> [SET OF TASKS]
**1)** Reproduce the passage on the social media bill word for word, starting at "This bill seeks" and ending at "mental health disorders.".
**2)** Find each line in the records that contains the string "leaf", matching case exactly, and list those lines in full.

> [PASSAGE TO READ]
━━━━━━━━━━
Blumenthal concluded: “[Parents] are demanding safeguards, means to disconnect, and a duty of care for social media. Our bill has strong bipartisan momentum. And it has growing support from young people who’ve seen Big Tech’s destruction, parents who’ve lost children, mental health experts, and public interest advocates. It’s an idea whose time has come.”
This bill seeks to build safeguards for kids on social media such as ensuring the algorithms are not contributing to the mental health crisis. Children have huge struggles with content on social media driving them to negative behaviors such as eating disorders, suicidality, bullying, group challenges that are dangerous, and other mental health disorders.
Kids are also on a doom scroll. On most social media platforms, each new post, reel, or video is geared to be a dopamine hit (a form of instant gratification) that is addictive to the user. Kids are particularly susceptible because of their still-developing brains. Parents want a way to help their kids stop scrolling. This bill has provisions in it that make social media companies accountable for putting those measures in place for kids on their platforms.
━━━━━━━━━━
Object position labeling entries
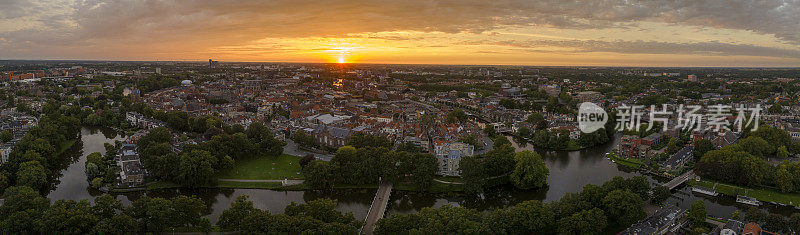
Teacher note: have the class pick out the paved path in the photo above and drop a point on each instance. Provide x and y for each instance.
(378, 207)
(283, 182)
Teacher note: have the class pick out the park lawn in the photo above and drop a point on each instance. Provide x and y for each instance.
(762, 194)
(264, 168)
(436, 187)
(633, 163)
(256, 185)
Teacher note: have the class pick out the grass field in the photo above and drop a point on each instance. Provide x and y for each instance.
(265, 168)
(766, 195)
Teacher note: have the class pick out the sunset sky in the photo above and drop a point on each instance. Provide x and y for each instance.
(514, 32)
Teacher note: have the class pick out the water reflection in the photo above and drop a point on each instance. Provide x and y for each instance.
(72, 183)
(569, 172)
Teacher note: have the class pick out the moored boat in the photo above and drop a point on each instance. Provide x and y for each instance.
(748, 200)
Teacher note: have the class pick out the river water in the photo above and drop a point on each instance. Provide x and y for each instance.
(569, 172)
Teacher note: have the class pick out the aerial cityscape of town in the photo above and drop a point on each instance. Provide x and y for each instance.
(400, 117)
(154, 145)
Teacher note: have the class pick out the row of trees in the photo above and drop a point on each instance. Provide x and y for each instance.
(198, 164)
(617, 203)
(314, 217)
(25, 211)
(37, 156)
(365, 165)
(501, 165)
(744, 163)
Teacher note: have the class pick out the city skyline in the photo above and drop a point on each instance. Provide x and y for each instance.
(536, 33)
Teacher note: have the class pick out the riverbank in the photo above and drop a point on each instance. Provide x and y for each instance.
(762, 194)
(435, 188)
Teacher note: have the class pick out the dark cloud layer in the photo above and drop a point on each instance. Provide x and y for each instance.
(652, 47)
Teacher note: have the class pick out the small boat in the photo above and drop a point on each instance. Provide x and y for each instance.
(748, 200)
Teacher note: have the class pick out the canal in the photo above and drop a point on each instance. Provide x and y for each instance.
(569, 172)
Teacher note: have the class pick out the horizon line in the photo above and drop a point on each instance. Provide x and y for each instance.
(360, 63)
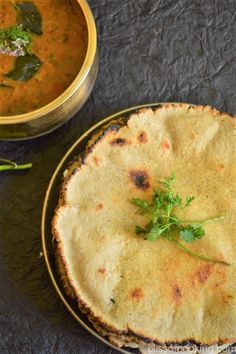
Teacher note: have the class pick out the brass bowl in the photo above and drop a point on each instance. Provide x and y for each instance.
(57, 112)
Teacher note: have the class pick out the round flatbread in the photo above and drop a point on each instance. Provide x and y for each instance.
(133, 289)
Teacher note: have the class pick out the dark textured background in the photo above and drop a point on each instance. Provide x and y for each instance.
(150, 51)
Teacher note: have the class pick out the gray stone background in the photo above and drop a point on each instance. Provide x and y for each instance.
(150, 51)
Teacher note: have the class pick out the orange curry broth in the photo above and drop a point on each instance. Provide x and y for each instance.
(62, 48)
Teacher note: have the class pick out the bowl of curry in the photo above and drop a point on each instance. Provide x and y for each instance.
(48, 64)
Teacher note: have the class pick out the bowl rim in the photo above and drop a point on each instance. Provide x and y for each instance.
(77, 82)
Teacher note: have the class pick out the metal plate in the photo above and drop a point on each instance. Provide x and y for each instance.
(50, 203)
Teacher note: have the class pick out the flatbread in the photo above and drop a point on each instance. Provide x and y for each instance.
(133, 289)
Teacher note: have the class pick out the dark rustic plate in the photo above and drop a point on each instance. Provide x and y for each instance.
(50, 203)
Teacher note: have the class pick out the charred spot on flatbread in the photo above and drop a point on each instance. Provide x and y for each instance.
(120, 142)
(140, 178)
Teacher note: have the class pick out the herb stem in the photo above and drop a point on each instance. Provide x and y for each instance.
(15, 167)
(202, 222)
(204, 258)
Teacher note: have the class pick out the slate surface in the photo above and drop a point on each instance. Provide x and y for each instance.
(150, 51)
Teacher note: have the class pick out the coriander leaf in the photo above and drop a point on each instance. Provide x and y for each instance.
(139, 230)
(30, 17)
(25, 68)
(199, 232)
(164, 223)
(187, 235)
(154, 233)
(15, 41)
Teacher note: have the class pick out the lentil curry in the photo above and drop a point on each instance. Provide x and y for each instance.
(56, 55)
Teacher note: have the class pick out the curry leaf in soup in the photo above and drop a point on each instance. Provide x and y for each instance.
(29, 17)
(25, 68)
(5, 86)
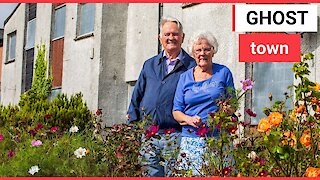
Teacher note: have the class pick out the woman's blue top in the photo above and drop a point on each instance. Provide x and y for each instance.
(199, 98)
━━━━━━━━━━
> [RESPONSES BY TASK]
**1)**
This bill seeks to build safeguards for kids on social media such as ensuring the algorithms are not contributing to the mental health crisis. Children have huge struggles with content on social media driving them to negative behaviors such as eating disorders, suicidality, bullying, group challenges that are dangerous, and other mental health disorders.

**2)**
Teacher note: have the class pick out the coriander leaf in the photo above and drop a point on each instance. Provide x and y for each instance.
Teacher note: have the class pick out the curry leaf in soup in the photo above and drop a point on each instance. Provide x and y for each instance.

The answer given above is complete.